◆ What the task asks ◆
Find the line containing "Target: lake". Reproduce it and every line after it up to the end of the records, exactly as written.

■ ■ ■ ■ ■

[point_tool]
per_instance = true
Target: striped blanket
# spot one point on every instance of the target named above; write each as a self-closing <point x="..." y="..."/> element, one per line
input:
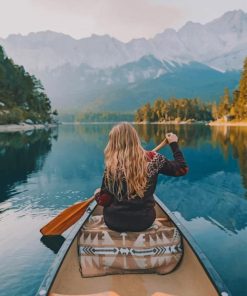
<point x="103" y="251"/>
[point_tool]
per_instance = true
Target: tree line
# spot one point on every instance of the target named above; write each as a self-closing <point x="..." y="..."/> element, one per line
<point x="185" y="109"/>
<point x="22" y="95"/>
<point x="234" y="107"/>
<point x="174" y="109"/>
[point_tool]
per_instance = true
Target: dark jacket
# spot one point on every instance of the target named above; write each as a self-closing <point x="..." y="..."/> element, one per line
<point x="138" y="214"/>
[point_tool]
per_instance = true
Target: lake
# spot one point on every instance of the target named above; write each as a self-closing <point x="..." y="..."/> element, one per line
<point x="43" y="172"/>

■ ■ ■ ■ ■

◆ Result for this exercise ◆
Target: lake
# spot one point on every instance of the target named above; write each as a self-closing <point x="..." y="..."/> element, one per line
<point x="43" y="172"/>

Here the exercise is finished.